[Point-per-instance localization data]
--

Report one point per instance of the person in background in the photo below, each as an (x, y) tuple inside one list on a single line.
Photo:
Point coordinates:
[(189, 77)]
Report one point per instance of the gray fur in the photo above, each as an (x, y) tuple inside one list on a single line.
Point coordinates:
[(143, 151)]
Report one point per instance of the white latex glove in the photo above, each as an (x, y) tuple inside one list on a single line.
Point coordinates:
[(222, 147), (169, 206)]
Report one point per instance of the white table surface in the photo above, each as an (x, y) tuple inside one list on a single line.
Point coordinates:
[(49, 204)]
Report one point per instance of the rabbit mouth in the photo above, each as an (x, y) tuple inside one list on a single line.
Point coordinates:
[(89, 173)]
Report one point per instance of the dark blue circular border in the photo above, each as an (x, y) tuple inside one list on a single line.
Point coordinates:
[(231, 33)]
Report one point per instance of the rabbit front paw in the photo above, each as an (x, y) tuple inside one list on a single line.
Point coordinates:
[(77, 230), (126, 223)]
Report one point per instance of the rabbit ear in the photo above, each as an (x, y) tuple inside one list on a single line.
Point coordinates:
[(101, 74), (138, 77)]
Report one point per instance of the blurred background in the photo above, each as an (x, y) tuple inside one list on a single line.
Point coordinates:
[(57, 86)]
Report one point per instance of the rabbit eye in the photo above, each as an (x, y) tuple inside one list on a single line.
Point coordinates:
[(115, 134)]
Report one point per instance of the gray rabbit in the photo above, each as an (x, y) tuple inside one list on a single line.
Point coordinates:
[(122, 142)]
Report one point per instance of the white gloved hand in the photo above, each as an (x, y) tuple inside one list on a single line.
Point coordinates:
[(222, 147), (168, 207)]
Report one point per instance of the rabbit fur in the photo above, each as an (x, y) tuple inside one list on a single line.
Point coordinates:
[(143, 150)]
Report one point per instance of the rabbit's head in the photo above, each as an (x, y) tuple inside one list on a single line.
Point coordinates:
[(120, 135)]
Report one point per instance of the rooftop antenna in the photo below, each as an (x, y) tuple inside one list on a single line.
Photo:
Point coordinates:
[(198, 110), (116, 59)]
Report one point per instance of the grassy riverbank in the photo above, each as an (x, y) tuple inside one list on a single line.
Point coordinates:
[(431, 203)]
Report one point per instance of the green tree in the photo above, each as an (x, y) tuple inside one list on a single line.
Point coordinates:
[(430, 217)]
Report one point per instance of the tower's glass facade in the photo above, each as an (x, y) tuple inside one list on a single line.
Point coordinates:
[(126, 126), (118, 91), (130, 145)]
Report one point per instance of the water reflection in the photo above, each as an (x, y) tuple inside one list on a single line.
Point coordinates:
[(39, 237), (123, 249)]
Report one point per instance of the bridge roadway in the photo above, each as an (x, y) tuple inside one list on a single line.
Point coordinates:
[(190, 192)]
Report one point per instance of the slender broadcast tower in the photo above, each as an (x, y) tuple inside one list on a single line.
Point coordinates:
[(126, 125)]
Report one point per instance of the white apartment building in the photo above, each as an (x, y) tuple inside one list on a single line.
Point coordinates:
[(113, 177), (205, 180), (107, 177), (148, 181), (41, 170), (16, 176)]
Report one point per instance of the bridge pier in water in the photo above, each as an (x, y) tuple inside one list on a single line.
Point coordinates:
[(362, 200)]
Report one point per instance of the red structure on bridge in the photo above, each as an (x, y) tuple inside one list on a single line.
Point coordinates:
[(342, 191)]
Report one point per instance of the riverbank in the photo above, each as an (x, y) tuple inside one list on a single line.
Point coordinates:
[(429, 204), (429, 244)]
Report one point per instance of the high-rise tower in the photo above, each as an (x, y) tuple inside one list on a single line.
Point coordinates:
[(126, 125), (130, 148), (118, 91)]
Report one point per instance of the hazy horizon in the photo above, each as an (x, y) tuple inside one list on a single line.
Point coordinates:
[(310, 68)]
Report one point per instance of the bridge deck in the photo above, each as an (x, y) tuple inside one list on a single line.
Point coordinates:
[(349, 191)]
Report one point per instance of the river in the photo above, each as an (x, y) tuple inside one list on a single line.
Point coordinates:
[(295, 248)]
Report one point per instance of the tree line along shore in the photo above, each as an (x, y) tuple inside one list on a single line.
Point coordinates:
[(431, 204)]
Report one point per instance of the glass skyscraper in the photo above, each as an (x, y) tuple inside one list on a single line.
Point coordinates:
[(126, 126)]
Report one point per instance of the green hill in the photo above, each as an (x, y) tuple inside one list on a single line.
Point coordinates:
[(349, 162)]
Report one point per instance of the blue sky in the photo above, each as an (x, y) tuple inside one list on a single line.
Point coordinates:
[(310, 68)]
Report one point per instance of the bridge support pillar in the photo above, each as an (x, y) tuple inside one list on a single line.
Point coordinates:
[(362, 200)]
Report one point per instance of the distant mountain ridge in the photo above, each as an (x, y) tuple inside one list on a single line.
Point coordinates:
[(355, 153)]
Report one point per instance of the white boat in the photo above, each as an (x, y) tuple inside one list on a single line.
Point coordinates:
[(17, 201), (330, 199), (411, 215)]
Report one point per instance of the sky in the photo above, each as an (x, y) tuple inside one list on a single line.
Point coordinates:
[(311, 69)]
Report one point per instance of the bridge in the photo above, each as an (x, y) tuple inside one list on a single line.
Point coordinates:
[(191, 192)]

--

Exercise description:
Among the entries above, how many lines hold the string "glass"? Answer with the number only.

Completed exercise:
2